## TASK TO CARRY OUT
Which lines in the rows below contain the word "white"? Report each of those lines in full.

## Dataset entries
"""

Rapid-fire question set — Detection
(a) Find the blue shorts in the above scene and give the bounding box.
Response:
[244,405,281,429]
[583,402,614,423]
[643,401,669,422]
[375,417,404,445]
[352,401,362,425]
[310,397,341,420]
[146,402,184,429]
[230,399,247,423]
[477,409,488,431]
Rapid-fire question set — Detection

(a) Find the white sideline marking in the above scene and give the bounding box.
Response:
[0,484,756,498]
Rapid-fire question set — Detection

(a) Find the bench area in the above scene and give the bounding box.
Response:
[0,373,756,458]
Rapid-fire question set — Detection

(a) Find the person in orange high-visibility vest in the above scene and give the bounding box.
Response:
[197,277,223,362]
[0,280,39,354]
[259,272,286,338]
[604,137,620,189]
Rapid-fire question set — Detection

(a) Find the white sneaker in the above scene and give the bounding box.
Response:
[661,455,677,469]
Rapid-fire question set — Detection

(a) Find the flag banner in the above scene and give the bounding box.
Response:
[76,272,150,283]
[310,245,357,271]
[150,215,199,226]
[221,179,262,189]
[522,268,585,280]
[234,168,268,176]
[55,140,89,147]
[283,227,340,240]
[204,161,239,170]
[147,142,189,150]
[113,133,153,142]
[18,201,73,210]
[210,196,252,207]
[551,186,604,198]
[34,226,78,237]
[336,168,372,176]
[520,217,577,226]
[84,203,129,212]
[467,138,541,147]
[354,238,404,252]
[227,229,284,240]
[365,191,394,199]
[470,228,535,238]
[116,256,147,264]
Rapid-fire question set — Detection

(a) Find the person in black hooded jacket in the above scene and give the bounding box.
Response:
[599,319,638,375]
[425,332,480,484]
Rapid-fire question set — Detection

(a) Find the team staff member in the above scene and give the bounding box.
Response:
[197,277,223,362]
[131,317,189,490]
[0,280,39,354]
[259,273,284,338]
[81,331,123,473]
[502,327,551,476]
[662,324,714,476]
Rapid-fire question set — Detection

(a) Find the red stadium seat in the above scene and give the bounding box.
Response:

"""

## WRITTEN RESPONSE
(a) Find the white sideline marking in the above scene and give the bounding box.
(a) Find the white sneaker in the above scene and give the bounding box.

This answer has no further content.